> **AIM**: Collect every line below that contains the word "motorcycle", and copy each one.

> **Records contained in a dataset**:
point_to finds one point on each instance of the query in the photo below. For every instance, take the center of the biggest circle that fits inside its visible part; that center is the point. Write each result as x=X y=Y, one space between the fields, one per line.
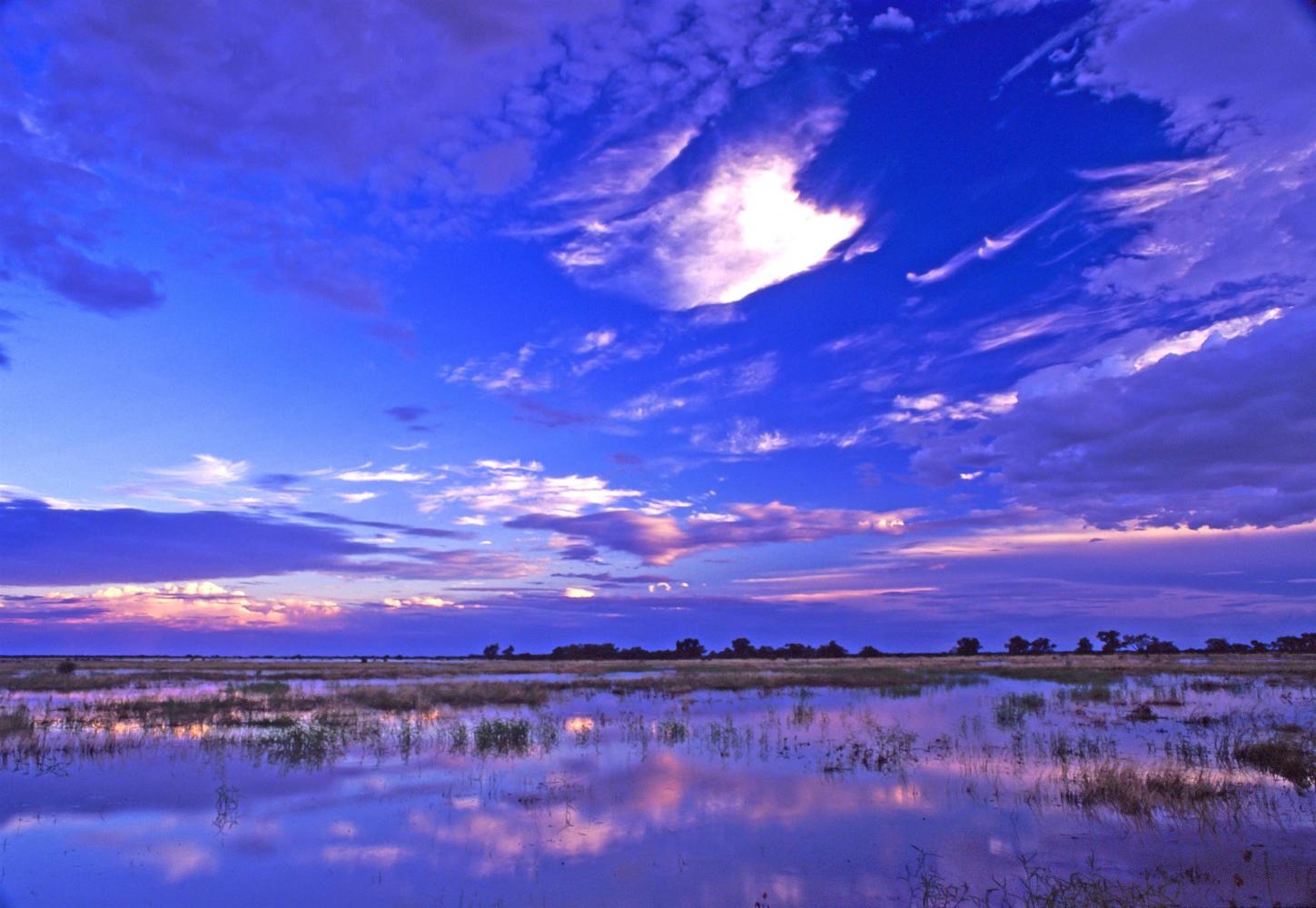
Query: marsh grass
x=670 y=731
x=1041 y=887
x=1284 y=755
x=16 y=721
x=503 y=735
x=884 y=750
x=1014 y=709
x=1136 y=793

--

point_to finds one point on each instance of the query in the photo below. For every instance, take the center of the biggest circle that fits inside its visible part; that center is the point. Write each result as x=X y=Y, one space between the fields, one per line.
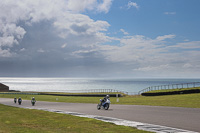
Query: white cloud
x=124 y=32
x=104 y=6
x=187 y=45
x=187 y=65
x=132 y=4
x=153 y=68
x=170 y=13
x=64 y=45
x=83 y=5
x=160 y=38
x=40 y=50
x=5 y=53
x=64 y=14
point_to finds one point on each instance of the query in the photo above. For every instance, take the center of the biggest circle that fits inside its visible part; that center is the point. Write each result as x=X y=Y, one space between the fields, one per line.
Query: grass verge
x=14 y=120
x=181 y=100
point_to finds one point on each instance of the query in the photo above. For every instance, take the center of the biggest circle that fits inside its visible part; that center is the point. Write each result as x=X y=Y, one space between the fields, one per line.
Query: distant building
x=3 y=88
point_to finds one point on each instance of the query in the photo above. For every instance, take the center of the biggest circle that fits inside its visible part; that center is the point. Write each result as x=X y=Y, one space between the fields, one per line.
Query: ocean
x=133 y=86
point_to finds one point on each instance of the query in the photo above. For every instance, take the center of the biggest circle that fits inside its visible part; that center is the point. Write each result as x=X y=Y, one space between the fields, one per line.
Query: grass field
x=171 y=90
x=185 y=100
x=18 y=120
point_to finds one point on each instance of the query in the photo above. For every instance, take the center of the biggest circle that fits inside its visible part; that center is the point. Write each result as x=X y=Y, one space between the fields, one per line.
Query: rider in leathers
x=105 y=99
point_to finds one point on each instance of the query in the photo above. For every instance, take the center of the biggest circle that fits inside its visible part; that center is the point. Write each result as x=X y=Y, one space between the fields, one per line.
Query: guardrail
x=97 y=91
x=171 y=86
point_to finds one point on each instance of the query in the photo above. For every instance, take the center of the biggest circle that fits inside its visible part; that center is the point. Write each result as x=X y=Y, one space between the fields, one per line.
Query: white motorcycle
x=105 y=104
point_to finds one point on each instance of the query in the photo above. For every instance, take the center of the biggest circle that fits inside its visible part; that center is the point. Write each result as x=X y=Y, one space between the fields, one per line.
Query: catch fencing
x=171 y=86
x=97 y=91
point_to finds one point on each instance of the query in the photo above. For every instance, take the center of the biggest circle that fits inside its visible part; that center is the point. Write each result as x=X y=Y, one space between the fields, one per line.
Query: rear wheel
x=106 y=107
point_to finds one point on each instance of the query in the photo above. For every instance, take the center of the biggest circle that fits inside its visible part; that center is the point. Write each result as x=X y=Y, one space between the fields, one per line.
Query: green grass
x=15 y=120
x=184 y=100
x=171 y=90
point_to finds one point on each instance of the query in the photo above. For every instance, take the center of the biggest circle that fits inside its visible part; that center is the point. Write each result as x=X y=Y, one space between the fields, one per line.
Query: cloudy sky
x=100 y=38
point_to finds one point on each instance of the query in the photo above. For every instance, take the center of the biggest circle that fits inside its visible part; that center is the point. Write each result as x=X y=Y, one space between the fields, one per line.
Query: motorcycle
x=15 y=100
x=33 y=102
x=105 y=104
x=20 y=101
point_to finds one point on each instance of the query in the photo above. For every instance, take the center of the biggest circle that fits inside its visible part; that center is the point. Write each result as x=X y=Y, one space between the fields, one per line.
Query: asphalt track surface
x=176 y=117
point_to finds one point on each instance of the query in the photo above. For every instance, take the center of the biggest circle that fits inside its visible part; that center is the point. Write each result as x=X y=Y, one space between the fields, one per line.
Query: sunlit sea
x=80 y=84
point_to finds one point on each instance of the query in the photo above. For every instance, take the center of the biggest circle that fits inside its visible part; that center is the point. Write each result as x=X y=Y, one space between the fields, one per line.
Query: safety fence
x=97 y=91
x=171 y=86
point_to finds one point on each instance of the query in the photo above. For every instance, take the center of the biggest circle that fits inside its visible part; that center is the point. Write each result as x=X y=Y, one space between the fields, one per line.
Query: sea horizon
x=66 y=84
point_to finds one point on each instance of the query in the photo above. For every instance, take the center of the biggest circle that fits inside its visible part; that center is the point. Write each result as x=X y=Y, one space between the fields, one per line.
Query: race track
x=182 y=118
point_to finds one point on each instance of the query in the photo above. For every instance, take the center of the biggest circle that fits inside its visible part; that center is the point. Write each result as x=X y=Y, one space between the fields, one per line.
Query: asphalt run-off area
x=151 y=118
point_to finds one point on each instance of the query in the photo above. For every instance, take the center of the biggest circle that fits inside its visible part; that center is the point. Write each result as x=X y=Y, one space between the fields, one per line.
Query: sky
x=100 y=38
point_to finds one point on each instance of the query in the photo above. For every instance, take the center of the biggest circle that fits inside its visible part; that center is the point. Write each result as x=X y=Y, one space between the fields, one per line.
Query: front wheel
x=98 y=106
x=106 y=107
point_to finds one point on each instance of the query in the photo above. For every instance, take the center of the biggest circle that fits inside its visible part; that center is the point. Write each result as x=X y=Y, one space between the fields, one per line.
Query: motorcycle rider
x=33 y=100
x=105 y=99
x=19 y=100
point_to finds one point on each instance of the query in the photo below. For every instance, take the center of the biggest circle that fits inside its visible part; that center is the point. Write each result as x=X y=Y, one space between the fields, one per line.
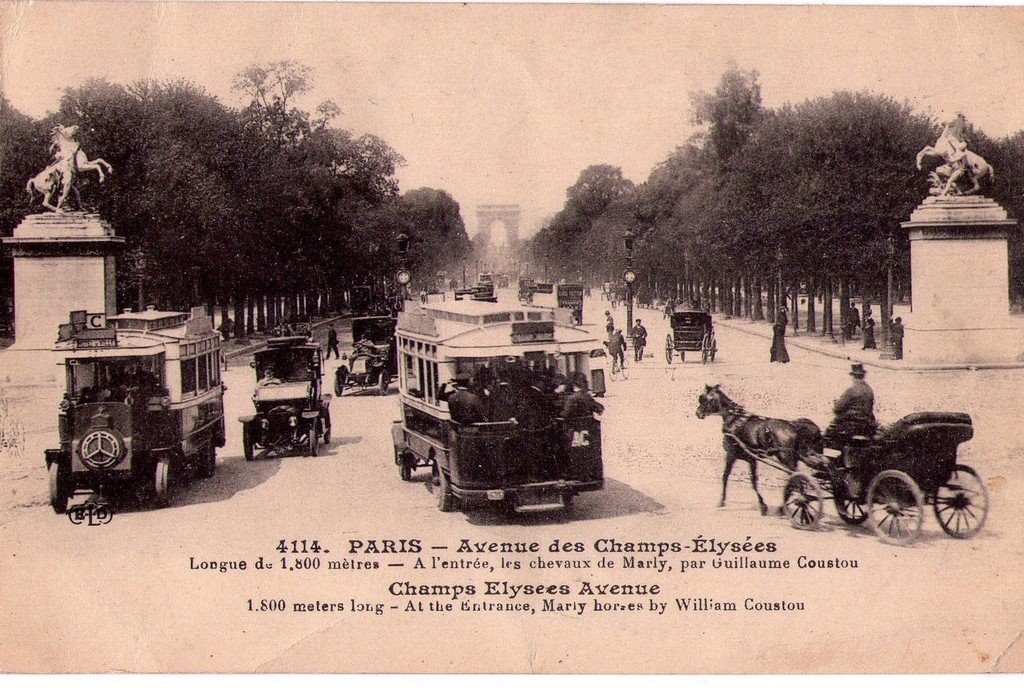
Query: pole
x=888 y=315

> **ANSWER**:
Query: white motorcycle
Query: motorcycle
Query: motorcycle rider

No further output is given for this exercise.